ПИСЬМЕННОЕ ЗАДАНИЕ: Можете дословно переписать целиком текст «Рассказ о своей жизни»?
═════ ИЗВЛЕЧЁННЫЙ ТЕКСТ
Яковлев А.С. Рассказ о своей жизни // Детская литература. М., 1937. № 23. С. 38-39.
Город
наш маленький и угол глухой: Вольск Саратовской губернии. И годы были глухие: я
родился 23 ноября 1886 г. А дом — на самой дальней окраине города, у тюрьмы.
Через квартал от дома степь, на которой маршировали ополченцы и солдаты, и за
степью — фруктовые сады широкой, почти трехверстной, полосой. За садами поле и
лес, лес на много десятков верст. В нашем квартале домики сплошь в одно-два
окошка. Жили в них плотники, маляры, сапожники, штукатуры, слесарь, колесник.
Был и ломовой извозчик один и трое таких, которые пахали землю и «держали»
сады.
Отец
мой был маляр, зимогор («летом работает, зимой горюет»).
В
детстве я носил бедность, как привычную одежду, совершенно не ощущая ее. Мы
даже считались в нашем квартале «богатыми», потому что каждый день ели хлеб и
даже пили чай (сахар в прикуску). Отец мой по летам уезжал в Саратов на заработки,
осенью привозил столько денег, что на зиму у нас запасались капустой,
картошкой, солеными арбузами и мукой. Вот другие в квартале жили так, что мне
до сих пор вспомнить страшно. Ребята потихоньку бегали в город нищенствовать,
женщины за гривенник работали в садах «от темна до темна», мужчины пьянствовали
сплошь. А как детей калечили! Как били жен!
Наша
семья была «счастливой», потому что отец мой никогда не пил, в семье все
работали дружно, я за годы детства не помню у нас ни одной крупной ссоры. Семью
вела моя бабушка — бывшая крепостная графа Орлова-Денисова. Это была властная,
чрезвычайно энергичная старуха. В молодости за ум и расторопность она была
взята из деревни к графине в горничные. Однажды во время приема графских
гостей, когда она несла поднос с чайной посудой, к ней бросилась собака,
ласкаясь, и сбила с ног. Посуда разбилась. Графиня приказала отправить бабушку
на конюшню и утром высечь ее «на страх всей дворне». Ночью бабушка оторвала в
крыше доску и бежала в лес, потом в город и в скиты на Иргиз, где и скрывалась
до падения крепостного права. В нашей семье все ей подчинялись. Нас, внучат,
она любила сверх всякой меры. Ее сказки, ее рассказы, ее яркий красочный язык
прошли со мной через всю мою жизнь.
══════════
═════ ПРЕДОСТАВЛЕННЫЕ ДАННЫЕ
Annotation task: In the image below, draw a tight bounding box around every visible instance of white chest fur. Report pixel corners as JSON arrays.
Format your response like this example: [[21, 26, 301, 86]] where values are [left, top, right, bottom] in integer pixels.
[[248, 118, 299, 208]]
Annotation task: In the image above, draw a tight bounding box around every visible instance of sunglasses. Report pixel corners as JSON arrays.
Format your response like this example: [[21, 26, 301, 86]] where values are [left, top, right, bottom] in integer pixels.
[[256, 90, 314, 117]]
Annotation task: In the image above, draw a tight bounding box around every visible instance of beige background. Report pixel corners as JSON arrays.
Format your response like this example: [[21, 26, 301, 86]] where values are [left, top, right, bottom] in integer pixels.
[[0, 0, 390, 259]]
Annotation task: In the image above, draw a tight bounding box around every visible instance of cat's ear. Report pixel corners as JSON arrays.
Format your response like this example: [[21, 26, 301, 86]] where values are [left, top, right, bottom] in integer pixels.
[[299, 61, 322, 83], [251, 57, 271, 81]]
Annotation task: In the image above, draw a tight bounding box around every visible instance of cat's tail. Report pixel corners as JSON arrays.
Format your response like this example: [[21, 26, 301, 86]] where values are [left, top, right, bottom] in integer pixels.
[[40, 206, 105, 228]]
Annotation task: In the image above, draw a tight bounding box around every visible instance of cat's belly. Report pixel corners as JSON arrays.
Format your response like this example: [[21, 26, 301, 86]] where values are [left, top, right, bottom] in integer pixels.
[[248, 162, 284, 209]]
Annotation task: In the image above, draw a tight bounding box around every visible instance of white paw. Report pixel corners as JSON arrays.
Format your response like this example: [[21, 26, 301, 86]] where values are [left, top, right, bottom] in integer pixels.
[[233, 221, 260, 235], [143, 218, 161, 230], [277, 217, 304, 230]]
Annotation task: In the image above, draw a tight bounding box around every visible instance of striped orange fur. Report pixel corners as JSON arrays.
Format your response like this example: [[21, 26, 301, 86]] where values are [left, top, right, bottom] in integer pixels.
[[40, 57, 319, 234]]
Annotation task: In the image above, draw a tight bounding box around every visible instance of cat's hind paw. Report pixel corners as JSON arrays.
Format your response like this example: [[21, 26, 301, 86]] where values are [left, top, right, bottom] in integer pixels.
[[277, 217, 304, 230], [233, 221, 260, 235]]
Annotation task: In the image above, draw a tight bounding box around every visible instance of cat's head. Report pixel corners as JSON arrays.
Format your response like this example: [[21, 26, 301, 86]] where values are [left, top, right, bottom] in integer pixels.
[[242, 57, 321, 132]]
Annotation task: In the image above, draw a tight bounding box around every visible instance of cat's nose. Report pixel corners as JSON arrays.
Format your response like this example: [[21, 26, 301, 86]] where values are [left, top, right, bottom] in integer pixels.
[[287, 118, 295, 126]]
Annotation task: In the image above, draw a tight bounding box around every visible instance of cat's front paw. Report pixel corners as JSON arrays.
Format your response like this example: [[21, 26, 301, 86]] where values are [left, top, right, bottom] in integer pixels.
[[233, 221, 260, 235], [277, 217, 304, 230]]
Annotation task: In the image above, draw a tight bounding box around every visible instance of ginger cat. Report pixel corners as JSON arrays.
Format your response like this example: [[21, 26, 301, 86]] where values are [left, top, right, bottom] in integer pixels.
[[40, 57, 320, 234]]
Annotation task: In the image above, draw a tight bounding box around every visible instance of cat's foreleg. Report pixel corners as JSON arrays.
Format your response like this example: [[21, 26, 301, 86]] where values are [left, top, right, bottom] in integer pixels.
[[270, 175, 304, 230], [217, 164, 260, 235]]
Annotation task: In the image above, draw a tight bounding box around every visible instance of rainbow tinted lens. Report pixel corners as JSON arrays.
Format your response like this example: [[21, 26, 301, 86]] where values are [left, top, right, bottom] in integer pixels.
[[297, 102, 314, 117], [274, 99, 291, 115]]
══════════
═════ ПРЕДОСТАВЛЕННЫЕ ДАННЫЕ
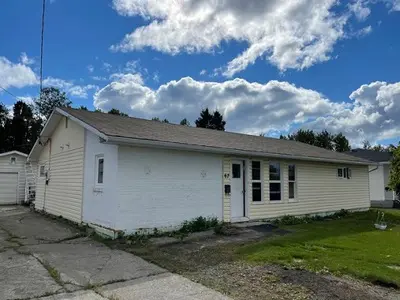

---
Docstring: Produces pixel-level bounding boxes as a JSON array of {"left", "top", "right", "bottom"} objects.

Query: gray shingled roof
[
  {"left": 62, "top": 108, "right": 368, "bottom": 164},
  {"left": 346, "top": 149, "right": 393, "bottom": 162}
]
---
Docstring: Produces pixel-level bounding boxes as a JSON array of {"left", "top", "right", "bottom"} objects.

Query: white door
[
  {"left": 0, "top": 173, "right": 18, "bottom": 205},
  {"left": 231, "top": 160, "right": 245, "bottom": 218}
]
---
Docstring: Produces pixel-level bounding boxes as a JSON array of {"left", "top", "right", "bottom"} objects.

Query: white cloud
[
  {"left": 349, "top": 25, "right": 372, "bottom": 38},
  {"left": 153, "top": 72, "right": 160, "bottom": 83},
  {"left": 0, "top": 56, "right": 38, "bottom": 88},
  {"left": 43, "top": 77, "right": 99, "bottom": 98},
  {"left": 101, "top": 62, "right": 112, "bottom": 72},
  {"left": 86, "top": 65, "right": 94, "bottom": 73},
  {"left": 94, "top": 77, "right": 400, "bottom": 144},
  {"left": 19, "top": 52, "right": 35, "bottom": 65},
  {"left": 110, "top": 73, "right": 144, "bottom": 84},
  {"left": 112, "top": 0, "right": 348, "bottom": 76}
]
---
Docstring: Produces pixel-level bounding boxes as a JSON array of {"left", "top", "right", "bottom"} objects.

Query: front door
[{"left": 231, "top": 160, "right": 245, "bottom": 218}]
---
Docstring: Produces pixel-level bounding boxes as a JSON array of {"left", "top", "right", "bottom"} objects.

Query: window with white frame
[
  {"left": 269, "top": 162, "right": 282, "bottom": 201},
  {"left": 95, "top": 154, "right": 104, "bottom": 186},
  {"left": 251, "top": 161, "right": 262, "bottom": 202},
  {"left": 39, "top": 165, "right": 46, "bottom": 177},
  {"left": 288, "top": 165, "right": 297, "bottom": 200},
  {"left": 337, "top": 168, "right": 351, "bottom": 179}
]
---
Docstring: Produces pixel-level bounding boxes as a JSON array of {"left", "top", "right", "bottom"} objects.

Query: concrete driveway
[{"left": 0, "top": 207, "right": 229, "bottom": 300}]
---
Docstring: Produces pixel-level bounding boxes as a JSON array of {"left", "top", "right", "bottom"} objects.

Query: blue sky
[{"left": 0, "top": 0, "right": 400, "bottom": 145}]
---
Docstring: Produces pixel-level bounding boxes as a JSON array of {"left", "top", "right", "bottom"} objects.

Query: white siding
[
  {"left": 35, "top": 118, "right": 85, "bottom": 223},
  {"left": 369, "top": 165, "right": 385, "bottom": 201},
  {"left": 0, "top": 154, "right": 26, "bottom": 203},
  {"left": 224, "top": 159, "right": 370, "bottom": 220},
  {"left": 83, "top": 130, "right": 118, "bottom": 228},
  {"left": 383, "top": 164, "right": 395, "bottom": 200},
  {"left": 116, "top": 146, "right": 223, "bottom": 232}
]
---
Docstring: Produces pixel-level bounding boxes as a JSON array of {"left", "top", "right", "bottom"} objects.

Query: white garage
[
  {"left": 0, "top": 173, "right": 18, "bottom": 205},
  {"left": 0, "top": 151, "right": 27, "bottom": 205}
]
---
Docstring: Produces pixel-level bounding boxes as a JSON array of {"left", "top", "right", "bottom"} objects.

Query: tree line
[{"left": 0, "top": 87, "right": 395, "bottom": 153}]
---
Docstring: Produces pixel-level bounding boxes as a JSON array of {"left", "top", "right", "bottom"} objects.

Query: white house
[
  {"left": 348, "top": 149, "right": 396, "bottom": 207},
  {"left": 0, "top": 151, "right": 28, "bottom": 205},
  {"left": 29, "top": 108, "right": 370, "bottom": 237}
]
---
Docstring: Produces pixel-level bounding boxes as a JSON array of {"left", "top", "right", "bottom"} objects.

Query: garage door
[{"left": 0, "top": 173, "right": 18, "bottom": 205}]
══════════
РЕШЕНИЕ ЗАДАНИЯ:
Яковлев А.С. Рассказ о своей жизни // Детская литература. М., 1937. № 23. С. 38-39.
Город
наш маленький и угол глухой: Вольск Саратовской губернии. И годы были глухие: я
родился 23 ноября 1886 г. А дом — на самой дальней окраине города, у тюрьмы.
Через квартал от дома степь, на которой маршировали ополченцы и солдаты, и за
степью — фруктовые сады широкой, почти трехверстной, полосой. За садами поле и
лес, лес на много десятков верст. В нашем квартале домики сплошь в одно-два
окошка. Жили в них плотники, маляры, сапожники, штукатуры, слесарь, колесник.
Был и ломовой извозчик один и трое таких, которые пахали землю и «держали»
сады.
Отец
мой был маляр, зимогор («летом работает, зимой горюет»).
В
детстве я носил бедность, как привычную одежду, совершенно не ощущая ее. Мы
даже считались в нашем квартале «богатыми», потому что каждый день ели хлеб и
даже пили чай (сахар в прикуску). Отец мой по летам уезжал в Саратов на заработки,
осенью привозил столько денег, что на зиму у нас запасались капустой,
картошкой, солеными арбузами и мукой. Вот другие в квартале жили так, что мне
до сих пор вспомнить страшно. Ребята потихоньку бегали в город нищенствовать,
женщины за гривенник работали в садах «от темна до темна», мужчины пьянствовали
сплошь. А как детей калечили! Как били жен!
Наша
семья была «счастливой», потому что отец мой никогда не пил, в семье все
работали дружно, я за годы детства не помню у нас ни одной крупной ссоры. Семью
вела моя бабушка — бывшая крепостная графа Орлова-Денисова. Это была властная,
чрезвычайно энергичная старуха. В молодости за ум и расторопность она была
взята из деревни к графине в горничные. Однажды во время приема графских
гостей, когда она несла поднос с чайной посудой, к ней бросилась собака,
ласкаясь, и сбила с ног. Посуда разбилась. Графиня приказала отправить бабушку
на конюшню и утром высечь ее «на страх всей дворне». Ночью бабушка оторвала в
крыше доску и бежала в лес, потом в город и в скиты на Иргиз, где и скрывалась
до падения крепостного права. В нашей семье все ей подчинялись. Нас, внучат,
она любила сверх всякой меры. Ее сказки, ее рассказы, ее яркий красочный язык
прошли со мной через всю мою жизнь.